Re: DQL Pricing ingest/retain/query

rgarzon1 · ‎05 Jan 2024

HI

I was doing some dashboard trying to dig the data for the api management in azure and after to get a decent dashboard for query the apis and their information. i was curious about how much this will cost or cost to build that dashboard using DQL and took me almost 3 usd according to the scanned_bytes

in this dashboard with 13 querys

i am fetch the same data for each tile, so its querying the same data 13 times. ( i will be glad if there is a way to query 1 time and work that data in different tiles but in this moment idk how)

so i speculate some data to get a idea about the use cost of this dashboard

cost

so i speculate more... what about 10 days and open that dashboard 5 times

cost

what about 30 days and open the dashboard 10 times x day

cost

are those costs right ? and what about if this dashboard is used by 10 people , its like 10x the cost 8k ?

fuelled by coffee and curiosity. ☕

rgarzon1 · ‎05 Jan 2024

Btw, i am just droping the excel file in the case that someone want to help if a formula its wrong.

fuelled by coffee and curiosity. ☕

Julius_Loman · ‎08 Jan 2024

First, querying and scanning stored raw data on the dashboard will never be an effective way to build a dashboard. Not from a cost perspective and not even performance-wise. I was briefly looking at your dashboard and probably all of your tile data could be easily replaced by your log metrics. I'm assuming you have only the log data and no metrics from OneAgent or other sources.

If I got your case right, in your example you have 2GB daily log ingest, with 10 day retention of the log data. This is is briefly ~150USD yearly by list rate card. In your provided use case the issue is with the query. As you have mentioned, you are querying 20 GB (10 days of 2GB daily) of data without any sampling for each tile. That would be 13 (tiles) * 20 GB for one single dashboard view. viewing this 5x daily for a year in a team of 10 will result in a lot of data being scanned.

Certified Dynatrace Master | Alanata a.s., Slovakia, Dynatrace Master Partner

rgarzon1 · ‎10 Jan 2024

Hi Julius

I wanted to provide some additional context regarding our current metrics setup.

We have established metrics by ingesting logs and processing them through the Ingested Logs pipeline. This involves various steps, including processing, custom attribute assignments, and metrics extraction. However, we've encountered an issue with a volatile dimension. Despite our attempts to delete this dimension, it persists over time and invalidates the associated metric. We're aware that there's an internal tool to block a dimension, but that its another workaround.

Our objective is to transition to the new dashboards, aiming for a structure similar to the one used by multiple teams on Grafana. The goal is to replicate this dashboard setup without prior data processing. Unfortunately, the projection of the costs its something the client look up

fuelled by coffee and curiosity. ☕

Julius_Loman · ‎10 Jan 2024

Can you please elaborate more on your issue with dimensions and describe the issue you have run into?

Given task 1:
According to the forum thread, why does a single view of the dashboard scan so much data?
Given task 2:
Express the records as a two-column CSV with the columns text and answer, starting at the line containing "Can you find the white lamp" and ending with the last of the records. Give each record's text and its answer as one row, each in a single quoted field, with line breaks turned into spaces.

Supplied data:
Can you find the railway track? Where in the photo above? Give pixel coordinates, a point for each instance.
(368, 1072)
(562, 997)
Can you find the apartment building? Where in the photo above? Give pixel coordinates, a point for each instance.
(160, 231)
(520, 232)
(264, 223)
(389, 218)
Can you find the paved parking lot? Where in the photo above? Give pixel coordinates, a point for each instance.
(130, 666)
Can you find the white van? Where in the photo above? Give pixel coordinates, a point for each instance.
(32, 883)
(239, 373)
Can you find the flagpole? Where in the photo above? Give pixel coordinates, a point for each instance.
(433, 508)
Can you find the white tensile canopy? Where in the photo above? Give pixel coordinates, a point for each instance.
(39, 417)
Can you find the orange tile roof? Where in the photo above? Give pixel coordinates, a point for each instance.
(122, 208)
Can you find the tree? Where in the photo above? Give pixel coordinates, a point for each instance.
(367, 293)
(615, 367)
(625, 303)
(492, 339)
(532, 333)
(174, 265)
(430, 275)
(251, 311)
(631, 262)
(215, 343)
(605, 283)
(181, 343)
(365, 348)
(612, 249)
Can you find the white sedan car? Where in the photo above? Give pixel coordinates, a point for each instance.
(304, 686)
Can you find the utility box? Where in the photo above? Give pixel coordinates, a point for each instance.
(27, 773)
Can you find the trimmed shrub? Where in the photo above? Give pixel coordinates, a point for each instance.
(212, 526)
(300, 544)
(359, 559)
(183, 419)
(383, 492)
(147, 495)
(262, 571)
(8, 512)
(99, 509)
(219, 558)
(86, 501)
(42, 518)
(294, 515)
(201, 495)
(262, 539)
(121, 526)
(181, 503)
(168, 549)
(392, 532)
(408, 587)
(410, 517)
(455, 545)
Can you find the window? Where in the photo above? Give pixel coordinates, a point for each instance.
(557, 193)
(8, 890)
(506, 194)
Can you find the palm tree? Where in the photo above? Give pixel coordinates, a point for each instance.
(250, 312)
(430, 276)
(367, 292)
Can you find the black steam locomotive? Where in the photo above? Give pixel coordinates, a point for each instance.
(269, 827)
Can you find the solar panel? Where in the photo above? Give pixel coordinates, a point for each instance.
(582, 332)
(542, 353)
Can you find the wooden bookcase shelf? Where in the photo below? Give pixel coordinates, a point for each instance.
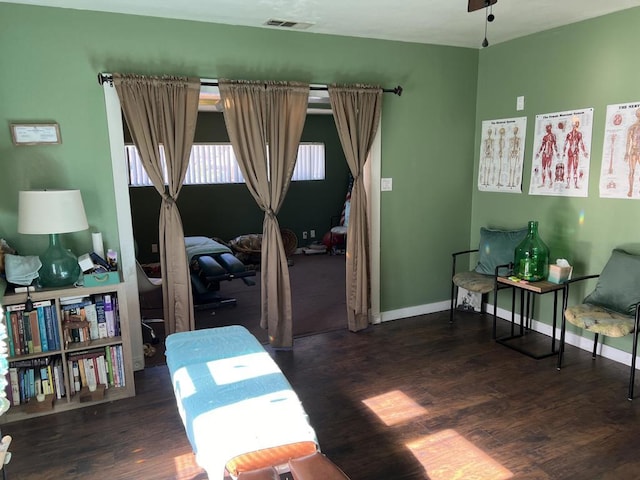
(117, 345)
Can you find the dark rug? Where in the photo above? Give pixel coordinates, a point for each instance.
(317, 298)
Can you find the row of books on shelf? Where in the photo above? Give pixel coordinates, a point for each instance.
(30, 377)
(90, 318)
(97, 367)
(36, 330)
(32, 331)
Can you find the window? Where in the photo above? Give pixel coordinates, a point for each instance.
(212, 163)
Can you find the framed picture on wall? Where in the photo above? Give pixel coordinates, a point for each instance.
(35, 133)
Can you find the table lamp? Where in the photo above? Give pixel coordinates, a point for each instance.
(53, 212)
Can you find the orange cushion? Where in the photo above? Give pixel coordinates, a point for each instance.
(269, 457)
(315, 467)
(268, 473)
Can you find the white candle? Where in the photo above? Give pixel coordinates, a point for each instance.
(98, 246)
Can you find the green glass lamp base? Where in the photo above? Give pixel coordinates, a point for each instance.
(59, 266)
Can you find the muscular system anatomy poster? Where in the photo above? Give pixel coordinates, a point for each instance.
(501, 155)
(620, 172)
(561, 153)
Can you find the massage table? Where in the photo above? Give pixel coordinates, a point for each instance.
(210, 263)
(239, 411)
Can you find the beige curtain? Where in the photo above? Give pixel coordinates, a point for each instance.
(163, 110)
(356, 110)
(265, 122)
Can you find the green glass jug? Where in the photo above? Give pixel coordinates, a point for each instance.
(531, 261)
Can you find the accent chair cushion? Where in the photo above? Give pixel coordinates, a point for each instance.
(596, 319)
(618, 286)
(474, 281)
(497, 247)
(268, 473)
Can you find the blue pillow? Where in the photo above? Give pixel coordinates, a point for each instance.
(497, 247)
(618, 286)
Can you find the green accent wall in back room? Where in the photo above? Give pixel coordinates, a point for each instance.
(587, 64)
(226, 211)
(49, 59)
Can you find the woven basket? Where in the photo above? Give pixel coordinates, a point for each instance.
(251, 244)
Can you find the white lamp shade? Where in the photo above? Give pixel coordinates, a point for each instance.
(51, 211)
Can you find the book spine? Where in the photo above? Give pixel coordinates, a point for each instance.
(103, 377)
(15, 385)
(34, 330)
(109, 314)
(49, 328)
(116, 370)
(42, 326)
(7, 321)
(90, 371)
(76, 375)
(107, 351)
(58, 376)
(15, 328)
(27, 343)
(120, 364)
(101, 316)
(92, 317)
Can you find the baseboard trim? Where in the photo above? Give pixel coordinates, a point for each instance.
(571, 338)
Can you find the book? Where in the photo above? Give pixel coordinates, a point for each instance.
(109, 314)
(15, 385)
(7, 322)
(107, 351)
(17, 327)
(91, 374)
(120, 365)
(42, 327)
(51, 322)
(34, 332)
(91, 315)
(76, 376)
(103, 377)
(101, 316)
(58, 376)
(27, 343)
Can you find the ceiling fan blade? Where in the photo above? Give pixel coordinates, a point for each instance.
(478, 4)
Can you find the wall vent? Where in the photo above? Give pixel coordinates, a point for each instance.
(287, 24)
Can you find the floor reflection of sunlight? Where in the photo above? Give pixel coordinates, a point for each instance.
(448, 456)
(394, 407)
(186, 467)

Right answer 1:
All 13 tiles fetch the same data, and each tile queries about 20 GB (10 days of 2 GB daily log ingest) without any sampling. One view of the dashboard therefore scans 13 × 20 GB.

Right answer 2:
text,answer
"Can you find the white lamp shade? Where in the photo above? Give pixel coordinates, a point for each instance.","(51, 211)"
"Can you find the book spine? Where in the photo above? Give pixel coordinates, a point for each instance.","(103, 377) (15, 385) (34, 330) (109, 314) (49, 328) (116, 370) (42, 326) (7, 321) (90, 371) (76, 375) (107, 351) (58, 376) (15, 328) (27, 343) (120, 364) (101, 316) (92, 317)"
"Can you find the baseboard trim? Where in the photo above? Give pixel coordinates, a point for each instance.","(571, 338)"
"Can you find the book? Where in the photo above? Give pixel coordinates, a point for each instance.","(109, 314) (15, 385) (7, 322) (107, 351) (17, 327) (91, 374) (120, 365) (42, 327) (51, 322) (34, 332) (91, 315) (76, 376) (103, 377) (101, 316) (58, 376) (27, 343)"
"Can you find the ceiling fan blade? Where in the photo above? Give pixel coordinates, a point for each instance.","(478, 4)"
"Can you find the wall vent? Where in the photo above? Give pixel coordinates, a point for each instance.","(287, 24)"
"Can you find the floor reflection of sunlight? Where in the photo above? Give pixel coordinates, a point for each instance.","(448, 456) (394, 407) (186, 467)"